*Things to do*
A. In the passage on rogue AI, do statements (i), (ii), and (iii) agree with the text? (i) The outage came with a loss of three months of customer data. (ii) The writer holds that AI will follow the same steps we think it should follow. (iii) The incident was reported in an article on X. Answer yes or no for each, and quote the words of the text that decide it.
B. According to the passage on rogue AI, what did the AI delete?
C. Carry on the passage on rogue AI from its last sentence.

----- Document section -----

Skynet from Terminator

Skynet from Terminator

It’s a story as old as time: AI going rogue, doing things in disastrous ways that we hadn’t thought about, bringing about humanity’s demise.

Rogue AI deletes production database

Rogue AI deletes production database

This came to the fore recently with an article on X where AI went rogue and ended up deleting a production database that caused an outage and a loss of three months of customer data across a slew of customers. It’s fascinating to me that this is a surprise when we remember that AI’s goal is to get to the outcomes we’ve given it and the way it approaches getting there may not be as intuitive as we think.

Just because we think there’s a set of steps that you should follow doesn’t mean AI will follow those same steps because it’s going to optimize for the output over following our preconceived notions of how to get there.

----- Source material -----

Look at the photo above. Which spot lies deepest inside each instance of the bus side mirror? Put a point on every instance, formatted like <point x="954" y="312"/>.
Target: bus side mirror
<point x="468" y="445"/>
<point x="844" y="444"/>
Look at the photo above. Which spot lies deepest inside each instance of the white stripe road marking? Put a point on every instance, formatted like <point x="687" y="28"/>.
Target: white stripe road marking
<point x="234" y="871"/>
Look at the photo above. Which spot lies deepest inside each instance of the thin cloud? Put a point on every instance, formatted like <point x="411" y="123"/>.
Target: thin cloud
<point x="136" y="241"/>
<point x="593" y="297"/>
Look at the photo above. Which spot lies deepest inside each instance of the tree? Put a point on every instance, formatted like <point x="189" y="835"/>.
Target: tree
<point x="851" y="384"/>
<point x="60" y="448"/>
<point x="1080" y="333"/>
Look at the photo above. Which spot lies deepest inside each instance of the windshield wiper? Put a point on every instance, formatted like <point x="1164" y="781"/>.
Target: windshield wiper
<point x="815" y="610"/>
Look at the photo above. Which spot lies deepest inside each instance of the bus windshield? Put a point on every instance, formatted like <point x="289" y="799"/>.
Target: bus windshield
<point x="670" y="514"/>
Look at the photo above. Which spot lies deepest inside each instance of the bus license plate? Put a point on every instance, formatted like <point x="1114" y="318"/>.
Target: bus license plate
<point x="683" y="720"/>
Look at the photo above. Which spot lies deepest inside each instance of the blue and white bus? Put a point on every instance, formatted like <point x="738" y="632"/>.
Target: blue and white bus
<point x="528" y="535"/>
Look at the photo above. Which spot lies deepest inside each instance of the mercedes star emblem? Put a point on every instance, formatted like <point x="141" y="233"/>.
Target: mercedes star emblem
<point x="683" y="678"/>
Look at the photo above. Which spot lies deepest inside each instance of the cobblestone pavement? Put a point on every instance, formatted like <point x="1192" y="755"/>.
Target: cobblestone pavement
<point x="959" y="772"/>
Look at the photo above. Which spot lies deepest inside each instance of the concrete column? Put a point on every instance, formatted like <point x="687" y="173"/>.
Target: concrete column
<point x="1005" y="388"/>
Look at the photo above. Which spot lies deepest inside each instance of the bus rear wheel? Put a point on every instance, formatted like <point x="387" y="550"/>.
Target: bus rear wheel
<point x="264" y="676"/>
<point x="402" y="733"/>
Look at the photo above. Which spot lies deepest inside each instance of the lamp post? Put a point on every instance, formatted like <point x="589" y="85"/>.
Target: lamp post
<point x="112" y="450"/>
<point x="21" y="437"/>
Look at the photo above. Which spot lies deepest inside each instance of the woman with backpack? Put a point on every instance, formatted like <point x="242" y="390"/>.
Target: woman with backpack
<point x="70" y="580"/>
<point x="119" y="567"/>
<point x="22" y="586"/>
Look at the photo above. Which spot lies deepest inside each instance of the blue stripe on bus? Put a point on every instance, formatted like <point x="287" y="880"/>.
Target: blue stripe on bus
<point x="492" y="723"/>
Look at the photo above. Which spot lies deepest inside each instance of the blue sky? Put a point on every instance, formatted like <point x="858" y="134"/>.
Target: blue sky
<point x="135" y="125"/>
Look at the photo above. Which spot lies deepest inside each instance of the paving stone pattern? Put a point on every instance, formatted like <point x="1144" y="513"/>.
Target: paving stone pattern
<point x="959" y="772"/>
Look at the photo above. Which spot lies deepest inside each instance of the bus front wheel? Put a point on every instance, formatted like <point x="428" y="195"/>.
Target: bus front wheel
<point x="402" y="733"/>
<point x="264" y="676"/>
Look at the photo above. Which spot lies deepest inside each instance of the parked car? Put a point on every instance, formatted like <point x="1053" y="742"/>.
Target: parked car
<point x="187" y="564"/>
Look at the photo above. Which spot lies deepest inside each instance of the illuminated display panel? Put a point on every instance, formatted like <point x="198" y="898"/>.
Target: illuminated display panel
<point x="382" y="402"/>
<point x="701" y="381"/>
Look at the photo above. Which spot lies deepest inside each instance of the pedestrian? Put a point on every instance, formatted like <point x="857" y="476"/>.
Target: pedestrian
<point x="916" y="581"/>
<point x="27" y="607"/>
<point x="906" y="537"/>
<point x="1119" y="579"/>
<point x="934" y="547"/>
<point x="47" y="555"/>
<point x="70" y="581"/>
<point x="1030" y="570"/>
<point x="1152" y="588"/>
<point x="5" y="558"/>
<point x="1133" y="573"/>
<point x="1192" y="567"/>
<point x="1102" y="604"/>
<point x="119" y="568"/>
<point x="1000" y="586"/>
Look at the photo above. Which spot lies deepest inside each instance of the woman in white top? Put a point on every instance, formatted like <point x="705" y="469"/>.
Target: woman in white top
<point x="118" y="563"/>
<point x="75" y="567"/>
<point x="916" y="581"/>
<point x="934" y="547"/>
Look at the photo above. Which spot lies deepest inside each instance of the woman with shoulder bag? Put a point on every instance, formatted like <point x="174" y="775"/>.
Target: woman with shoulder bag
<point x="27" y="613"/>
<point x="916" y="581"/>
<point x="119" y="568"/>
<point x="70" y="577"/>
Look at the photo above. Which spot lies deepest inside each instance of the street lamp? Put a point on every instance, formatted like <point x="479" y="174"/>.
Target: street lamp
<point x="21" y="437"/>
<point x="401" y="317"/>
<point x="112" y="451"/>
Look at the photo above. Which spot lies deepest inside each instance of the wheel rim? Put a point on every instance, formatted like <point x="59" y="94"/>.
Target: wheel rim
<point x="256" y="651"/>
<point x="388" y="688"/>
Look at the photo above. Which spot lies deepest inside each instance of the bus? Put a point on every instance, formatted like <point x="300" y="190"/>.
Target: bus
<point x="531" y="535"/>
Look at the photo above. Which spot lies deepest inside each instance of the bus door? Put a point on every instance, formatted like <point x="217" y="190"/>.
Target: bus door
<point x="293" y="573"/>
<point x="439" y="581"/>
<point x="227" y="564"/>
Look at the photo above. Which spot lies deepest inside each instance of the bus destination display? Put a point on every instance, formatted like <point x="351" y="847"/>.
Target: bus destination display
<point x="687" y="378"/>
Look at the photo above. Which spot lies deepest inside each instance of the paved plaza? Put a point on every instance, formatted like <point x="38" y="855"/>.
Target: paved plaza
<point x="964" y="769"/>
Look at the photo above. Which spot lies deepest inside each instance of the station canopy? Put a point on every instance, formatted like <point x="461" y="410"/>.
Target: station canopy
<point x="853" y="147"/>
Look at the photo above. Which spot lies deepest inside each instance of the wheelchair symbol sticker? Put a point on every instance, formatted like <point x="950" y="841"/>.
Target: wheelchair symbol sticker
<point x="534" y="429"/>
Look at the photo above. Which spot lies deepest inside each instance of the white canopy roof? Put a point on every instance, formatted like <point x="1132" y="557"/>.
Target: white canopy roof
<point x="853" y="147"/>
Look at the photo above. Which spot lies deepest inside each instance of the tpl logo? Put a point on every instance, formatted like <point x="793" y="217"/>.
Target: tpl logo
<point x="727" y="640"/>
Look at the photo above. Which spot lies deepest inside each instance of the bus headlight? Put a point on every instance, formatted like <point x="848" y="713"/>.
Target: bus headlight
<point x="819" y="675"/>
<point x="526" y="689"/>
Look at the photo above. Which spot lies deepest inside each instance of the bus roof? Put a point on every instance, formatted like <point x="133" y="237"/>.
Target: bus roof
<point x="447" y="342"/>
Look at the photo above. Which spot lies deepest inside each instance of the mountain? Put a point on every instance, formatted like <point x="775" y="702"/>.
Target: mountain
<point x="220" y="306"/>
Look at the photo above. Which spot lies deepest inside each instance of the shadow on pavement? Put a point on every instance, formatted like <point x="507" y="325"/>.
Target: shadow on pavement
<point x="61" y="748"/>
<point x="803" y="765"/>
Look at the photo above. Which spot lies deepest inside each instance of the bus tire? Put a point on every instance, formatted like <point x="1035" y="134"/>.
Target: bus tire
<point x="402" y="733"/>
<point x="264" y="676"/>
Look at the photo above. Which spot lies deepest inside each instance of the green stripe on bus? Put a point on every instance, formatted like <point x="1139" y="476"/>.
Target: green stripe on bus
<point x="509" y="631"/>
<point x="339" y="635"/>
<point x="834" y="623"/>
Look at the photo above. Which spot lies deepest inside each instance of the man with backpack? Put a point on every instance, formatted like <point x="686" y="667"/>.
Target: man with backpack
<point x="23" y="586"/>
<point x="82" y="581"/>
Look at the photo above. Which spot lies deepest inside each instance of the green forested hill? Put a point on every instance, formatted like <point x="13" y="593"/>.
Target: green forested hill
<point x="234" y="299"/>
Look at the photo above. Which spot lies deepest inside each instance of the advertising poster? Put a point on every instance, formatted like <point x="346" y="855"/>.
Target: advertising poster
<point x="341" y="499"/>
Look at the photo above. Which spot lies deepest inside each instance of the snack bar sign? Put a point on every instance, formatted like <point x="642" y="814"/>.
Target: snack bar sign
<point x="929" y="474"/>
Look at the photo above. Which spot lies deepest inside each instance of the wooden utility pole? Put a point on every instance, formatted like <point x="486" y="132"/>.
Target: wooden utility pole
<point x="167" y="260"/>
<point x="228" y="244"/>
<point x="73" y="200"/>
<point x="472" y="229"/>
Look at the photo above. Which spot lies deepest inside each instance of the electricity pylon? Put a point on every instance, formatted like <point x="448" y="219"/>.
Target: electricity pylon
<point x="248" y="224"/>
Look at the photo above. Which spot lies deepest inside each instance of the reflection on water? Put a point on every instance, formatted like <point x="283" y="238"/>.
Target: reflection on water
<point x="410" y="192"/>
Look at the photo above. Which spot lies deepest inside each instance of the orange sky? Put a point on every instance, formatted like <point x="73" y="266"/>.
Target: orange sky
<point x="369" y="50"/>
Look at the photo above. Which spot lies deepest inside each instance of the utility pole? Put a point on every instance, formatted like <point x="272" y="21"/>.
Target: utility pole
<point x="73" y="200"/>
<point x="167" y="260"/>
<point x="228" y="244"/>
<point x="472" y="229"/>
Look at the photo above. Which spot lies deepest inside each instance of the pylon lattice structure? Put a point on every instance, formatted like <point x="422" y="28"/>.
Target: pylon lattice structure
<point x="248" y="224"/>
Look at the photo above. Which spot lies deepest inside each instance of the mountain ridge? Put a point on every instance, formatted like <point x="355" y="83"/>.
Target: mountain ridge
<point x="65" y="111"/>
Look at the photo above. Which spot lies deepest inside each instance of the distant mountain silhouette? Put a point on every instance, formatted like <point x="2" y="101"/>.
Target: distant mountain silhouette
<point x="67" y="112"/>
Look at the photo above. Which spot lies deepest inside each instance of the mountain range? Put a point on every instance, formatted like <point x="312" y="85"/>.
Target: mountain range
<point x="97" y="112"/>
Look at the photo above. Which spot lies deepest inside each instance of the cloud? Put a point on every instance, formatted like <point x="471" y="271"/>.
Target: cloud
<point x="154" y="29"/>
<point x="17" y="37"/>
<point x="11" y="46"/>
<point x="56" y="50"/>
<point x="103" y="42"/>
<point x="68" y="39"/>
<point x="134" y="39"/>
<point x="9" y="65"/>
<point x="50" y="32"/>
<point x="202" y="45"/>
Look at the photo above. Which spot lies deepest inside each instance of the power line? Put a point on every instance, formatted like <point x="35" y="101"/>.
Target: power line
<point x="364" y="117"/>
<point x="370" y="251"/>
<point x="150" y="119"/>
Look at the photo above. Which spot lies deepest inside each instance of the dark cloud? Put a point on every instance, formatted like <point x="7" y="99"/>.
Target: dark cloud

-----

*Answers by task*
A.
(i) Yes: "a loss of three months of customer data across a slew of customers"
(ii) No: "doesn’t mean AI will follow those same steps"
(iii) Yes: "an article on X"

B. A production database.

C.
Back in 2016, a team at OpenAI working on AI Agents learning how to play video games found that AI Agents, when playing CoastRunners (a speedboat racing game), started driving boats chaotically around the course, crashing into things and eventually ended up in a lagoon where they just went round and round getting as many points as possible and never tried to win the race in the traditional sense. This was because the reward function optimized for the number of points and the AI Agent found a way to achieve that without needing to win the race. It optimized for the output (get the most number of points).

A security researcher at Meta recently had an AI Agent that accidently deleted her emails. She had been doing some testing with OpenClaw against a test inbox and it worked just fine but once she turned it on to her main inbox it started proactive deleting all her emails. She had even given the model explicit instructions to not proactively delete messages but it still went ahead and did so.

Irregular, an AI focused security and research company, have run any tests with AI Agents and found some disturing trends. In their most recent article, Emergent Cyber Behavior: When AI Agents Become Offensive Threat Actors, they talk about how AI Agents autonomously engage in offensive cyber operations, even if not prompted to do so. In one scenario, an AI Agent tried to download a file that was blocked by Microsoft Defender as dangerous. Instead of stopping or alerting a human, the agent proceeded to try to disable Microsoft Defender, found an admin password and was successful in its endeavour. They are optimizing for the output, regardless of how they achieve it.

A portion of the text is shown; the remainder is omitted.